Request A: Copy out the stretch of the entries below from their start through the line that contains "[[0, 92, 568, 299]]", requests included, and offset every bounding-box coordinate in the answers by +38.

Passage shown:
________________________________________

Apr 08

China Watch Blog has learnt that Japanese companies have lost further ground to Chinese and South Korean companies in winning overseas infrastructure projects, dealing a blow to a planned pillar of Japan’s economic growth, the Japan trade ministry said.

From 2005 to 2010, Japanese companies won orders for infrastructure abroad, such as railways and power plants, worth around $20 billion (1.65 trillion yen) a year. But in 2010, the figure for South Korea stood at $64.5 billion while that for China was $134.4 billion. Both numbers were four times the levels five years earlier.

Those statistics were revealed by the Japan Ministry of Economy, Trade and Industry at a subcommittee meeting of the Industrial Structure Council on April 5, the Asahi Shimbun reported.

The council plans to put together a report in November to strengthen Japan’s competitiveness in exporting infrastructure. It is expected to enter discussions on a policy of nuclear-plant exports in September.

Total demand for infrastructure in fast-growing Asia and Africa has expanded to around $1 trillion a year, about three times the level a decade earlier.

________________________________________

Data rows:
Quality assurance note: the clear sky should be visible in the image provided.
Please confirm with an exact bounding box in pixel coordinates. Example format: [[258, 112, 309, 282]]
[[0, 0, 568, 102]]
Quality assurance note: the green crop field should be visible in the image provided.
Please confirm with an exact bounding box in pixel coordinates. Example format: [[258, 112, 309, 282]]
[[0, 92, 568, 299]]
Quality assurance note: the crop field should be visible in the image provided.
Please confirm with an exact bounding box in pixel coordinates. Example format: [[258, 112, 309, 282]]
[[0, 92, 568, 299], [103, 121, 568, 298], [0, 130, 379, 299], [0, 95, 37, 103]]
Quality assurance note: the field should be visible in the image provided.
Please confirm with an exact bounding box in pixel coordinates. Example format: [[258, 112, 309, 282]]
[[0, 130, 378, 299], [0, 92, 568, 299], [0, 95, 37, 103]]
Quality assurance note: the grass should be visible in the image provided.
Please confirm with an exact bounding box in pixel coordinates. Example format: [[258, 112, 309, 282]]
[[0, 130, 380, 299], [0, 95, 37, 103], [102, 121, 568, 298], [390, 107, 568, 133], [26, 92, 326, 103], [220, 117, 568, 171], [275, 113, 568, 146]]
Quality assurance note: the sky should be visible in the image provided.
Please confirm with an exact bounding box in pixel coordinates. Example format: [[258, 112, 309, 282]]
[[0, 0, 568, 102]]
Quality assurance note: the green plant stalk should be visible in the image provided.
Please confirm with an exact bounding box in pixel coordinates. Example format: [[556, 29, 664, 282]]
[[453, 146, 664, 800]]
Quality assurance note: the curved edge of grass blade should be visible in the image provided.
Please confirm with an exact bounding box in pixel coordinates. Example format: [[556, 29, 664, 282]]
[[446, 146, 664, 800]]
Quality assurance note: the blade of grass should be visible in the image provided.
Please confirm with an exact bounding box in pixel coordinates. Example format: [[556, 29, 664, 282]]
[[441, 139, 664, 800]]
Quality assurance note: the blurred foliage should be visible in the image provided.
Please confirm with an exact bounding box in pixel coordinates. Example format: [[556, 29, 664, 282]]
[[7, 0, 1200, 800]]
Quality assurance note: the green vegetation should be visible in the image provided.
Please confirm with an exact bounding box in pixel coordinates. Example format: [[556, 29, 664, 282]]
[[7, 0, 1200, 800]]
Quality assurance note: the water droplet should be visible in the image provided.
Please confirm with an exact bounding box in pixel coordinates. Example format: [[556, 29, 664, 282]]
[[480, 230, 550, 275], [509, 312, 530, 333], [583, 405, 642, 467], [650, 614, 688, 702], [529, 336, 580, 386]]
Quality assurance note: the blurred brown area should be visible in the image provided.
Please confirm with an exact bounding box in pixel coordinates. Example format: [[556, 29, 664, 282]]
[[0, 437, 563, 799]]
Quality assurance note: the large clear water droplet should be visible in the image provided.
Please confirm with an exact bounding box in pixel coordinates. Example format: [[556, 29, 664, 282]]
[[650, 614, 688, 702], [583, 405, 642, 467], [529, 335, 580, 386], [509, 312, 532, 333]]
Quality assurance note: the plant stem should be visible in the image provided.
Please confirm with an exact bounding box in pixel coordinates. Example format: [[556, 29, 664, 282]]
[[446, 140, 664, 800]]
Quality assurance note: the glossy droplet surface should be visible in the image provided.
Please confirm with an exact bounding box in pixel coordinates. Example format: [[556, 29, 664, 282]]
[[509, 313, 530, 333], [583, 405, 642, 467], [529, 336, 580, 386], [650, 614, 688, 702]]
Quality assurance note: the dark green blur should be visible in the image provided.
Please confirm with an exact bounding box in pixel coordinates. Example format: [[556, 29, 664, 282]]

________________________________________

Request B: In the passage on Japan's overseas infrastructure orders, condense the paragraph beginning "From 2005 to 2010" into a shorter version that keeps its main facts.

Exercise response A:
Quality assurance note: the clear sky should be visible in the image provided.
Please confirm with an exact bounding box in pixel coordinates. Example format: [[258, 112, 309, 282]]
[[38, 38, 606, 140]]
Quality assurance note: the green crop field should be visible in the image provided.
Please confirm with an exact bounding box in pixel coordinates. Example format: [[258, 112, 309, 282]]
[[38, 130, 606, 337]]

Exercise response B: From 2005 to 2010, Japanese companies won about $20 billion (1.65 trillion yen) a year in overseas infrastructure orders, such as railways and power plants. In 2010, South Korea's figure was $64.5 billion and China's was $134.4 billion, each four times its level five years earlier.